Aim of the task –
Rewrite the lines from the start of the items through the line containing "positive clicks: (181, 827) (166, 831)", inclusive, as a JSON list of strings with one string per line and blank lines omitted.

[Saved data items]

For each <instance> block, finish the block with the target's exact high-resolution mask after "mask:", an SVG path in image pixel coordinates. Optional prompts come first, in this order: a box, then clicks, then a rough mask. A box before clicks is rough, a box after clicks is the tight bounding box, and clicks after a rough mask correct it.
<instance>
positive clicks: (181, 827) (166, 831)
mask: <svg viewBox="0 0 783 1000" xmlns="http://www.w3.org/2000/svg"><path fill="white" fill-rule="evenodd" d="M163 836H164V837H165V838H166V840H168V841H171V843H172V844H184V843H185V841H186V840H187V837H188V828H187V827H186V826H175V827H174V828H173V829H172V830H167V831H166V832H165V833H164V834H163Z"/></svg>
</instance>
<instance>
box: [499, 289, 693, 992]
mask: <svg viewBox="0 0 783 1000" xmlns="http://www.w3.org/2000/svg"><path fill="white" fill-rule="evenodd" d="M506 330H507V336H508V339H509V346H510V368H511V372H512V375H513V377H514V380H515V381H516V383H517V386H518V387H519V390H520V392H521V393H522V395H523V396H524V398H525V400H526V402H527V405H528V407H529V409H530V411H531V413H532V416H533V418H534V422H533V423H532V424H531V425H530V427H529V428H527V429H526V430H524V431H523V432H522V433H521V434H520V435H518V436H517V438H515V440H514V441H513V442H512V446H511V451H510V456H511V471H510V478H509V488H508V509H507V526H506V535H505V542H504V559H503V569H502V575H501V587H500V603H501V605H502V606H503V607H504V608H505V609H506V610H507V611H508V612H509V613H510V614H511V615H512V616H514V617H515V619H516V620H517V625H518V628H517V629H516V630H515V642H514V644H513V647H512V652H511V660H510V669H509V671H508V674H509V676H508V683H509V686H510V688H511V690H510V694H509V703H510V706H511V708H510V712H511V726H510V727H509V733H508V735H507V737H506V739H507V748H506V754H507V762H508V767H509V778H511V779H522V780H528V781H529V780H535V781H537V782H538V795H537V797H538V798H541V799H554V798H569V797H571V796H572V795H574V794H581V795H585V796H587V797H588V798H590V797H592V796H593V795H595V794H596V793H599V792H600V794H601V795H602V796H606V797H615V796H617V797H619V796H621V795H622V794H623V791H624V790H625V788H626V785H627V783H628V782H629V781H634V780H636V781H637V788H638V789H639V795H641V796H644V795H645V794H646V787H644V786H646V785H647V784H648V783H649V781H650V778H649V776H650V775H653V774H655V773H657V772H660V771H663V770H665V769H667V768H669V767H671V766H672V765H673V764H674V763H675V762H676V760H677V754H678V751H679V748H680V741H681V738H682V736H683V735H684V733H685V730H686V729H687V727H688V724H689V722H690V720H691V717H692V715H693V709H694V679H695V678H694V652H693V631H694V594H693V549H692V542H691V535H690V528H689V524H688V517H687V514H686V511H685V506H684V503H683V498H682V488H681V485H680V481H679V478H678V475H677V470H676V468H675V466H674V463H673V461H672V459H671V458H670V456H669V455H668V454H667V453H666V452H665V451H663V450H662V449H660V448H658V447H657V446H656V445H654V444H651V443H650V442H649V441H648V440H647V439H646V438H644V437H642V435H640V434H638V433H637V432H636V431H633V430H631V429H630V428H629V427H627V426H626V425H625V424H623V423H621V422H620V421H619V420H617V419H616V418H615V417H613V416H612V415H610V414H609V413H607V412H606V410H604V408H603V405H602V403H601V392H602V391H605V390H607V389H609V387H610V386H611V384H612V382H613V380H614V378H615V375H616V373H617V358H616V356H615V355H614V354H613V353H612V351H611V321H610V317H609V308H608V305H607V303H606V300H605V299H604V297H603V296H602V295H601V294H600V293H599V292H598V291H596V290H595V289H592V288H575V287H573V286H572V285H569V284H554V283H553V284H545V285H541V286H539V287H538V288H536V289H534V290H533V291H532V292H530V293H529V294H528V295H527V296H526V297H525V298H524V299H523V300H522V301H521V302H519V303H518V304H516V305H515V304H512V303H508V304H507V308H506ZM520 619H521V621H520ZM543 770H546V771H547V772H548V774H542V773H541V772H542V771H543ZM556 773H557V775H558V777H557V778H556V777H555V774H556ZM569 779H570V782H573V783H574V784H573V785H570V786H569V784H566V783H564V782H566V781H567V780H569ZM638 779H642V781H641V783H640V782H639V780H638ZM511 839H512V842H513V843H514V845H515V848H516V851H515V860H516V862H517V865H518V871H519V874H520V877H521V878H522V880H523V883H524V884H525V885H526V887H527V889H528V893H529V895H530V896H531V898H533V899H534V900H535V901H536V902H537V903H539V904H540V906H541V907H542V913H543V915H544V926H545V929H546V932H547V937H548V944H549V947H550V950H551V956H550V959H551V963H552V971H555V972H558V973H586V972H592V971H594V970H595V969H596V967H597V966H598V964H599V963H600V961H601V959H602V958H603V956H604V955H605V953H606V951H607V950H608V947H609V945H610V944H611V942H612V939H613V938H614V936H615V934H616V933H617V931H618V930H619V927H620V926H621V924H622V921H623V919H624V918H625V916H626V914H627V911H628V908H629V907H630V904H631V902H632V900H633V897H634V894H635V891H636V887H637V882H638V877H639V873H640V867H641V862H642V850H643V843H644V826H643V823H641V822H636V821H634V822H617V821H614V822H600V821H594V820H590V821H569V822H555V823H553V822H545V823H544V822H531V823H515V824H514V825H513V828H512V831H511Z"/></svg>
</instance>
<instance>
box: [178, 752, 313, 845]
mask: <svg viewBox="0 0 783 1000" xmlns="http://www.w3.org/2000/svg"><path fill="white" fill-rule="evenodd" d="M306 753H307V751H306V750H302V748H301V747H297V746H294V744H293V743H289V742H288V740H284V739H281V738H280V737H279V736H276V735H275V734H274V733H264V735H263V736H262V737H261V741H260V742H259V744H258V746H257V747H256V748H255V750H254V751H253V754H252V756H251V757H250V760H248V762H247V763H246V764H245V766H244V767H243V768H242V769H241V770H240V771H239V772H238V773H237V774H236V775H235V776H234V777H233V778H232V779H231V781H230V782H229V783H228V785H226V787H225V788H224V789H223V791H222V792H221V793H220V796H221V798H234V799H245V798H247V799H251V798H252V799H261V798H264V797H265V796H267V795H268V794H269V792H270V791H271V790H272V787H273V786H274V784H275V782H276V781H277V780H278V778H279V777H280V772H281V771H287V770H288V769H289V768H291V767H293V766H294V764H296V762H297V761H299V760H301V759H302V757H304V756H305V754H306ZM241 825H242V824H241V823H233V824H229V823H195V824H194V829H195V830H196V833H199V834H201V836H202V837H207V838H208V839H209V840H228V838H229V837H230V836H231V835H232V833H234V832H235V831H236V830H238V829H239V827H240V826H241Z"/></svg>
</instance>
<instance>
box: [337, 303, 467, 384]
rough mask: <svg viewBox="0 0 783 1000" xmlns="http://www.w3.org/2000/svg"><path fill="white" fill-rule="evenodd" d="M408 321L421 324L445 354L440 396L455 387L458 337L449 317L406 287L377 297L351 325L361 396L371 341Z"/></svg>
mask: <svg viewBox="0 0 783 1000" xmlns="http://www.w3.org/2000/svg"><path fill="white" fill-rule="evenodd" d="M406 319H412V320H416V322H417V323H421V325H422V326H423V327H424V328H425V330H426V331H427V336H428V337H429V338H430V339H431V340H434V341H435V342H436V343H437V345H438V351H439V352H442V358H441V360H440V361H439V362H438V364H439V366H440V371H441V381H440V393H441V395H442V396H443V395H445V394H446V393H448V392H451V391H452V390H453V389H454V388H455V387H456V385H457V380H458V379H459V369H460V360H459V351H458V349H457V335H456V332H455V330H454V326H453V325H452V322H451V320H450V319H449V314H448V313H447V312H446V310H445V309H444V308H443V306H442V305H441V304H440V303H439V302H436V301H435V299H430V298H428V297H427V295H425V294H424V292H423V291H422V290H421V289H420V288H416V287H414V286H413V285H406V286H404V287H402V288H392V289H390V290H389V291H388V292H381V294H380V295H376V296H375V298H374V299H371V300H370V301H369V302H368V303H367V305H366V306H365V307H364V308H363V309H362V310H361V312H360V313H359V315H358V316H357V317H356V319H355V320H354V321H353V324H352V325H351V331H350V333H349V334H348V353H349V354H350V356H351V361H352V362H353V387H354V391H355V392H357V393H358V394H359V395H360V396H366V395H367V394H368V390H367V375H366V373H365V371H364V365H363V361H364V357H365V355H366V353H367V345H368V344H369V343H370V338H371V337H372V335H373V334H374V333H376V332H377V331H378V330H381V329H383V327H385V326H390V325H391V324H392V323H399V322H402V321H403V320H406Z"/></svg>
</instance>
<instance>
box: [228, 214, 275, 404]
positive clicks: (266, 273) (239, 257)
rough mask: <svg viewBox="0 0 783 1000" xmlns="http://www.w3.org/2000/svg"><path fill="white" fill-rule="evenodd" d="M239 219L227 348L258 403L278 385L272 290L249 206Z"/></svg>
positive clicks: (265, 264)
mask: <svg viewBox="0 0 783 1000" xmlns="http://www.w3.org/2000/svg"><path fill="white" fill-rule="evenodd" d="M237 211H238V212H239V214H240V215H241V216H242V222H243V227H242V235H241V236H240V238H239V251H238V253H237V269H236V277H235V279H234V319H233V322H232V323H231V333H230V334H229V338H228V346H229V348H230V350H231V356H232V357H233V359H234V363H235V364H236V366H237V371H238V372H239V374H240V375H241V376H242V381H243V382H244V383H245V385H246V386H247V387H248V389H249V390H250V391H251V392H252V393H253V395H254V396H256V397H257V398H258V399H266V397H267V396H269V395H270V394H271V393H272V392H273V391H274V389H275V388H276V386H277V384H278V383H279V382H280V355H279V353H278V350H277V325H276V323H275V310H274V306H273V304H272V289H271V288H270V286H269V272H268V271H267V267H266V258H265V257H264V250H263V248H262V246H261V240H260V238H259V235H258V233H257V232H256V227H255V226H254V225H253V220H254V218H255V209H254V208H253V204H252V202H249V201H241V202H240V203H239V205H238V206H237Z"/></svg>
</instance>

The completed task –
[
  "For each <instance> block, finish the block with the target's exact high-resolution mask after \"mask:\", an SVG path in image pixel coordinates. Optional prompts come first, in this order: a box, then clicks, then a rough mask. A box before clicks is rough, a box after clicks is the tight bounding box, and clicks after a rough mask correct it.",
  "<instance>",
  "positive clicks: (181, 827) (166, 831)"
]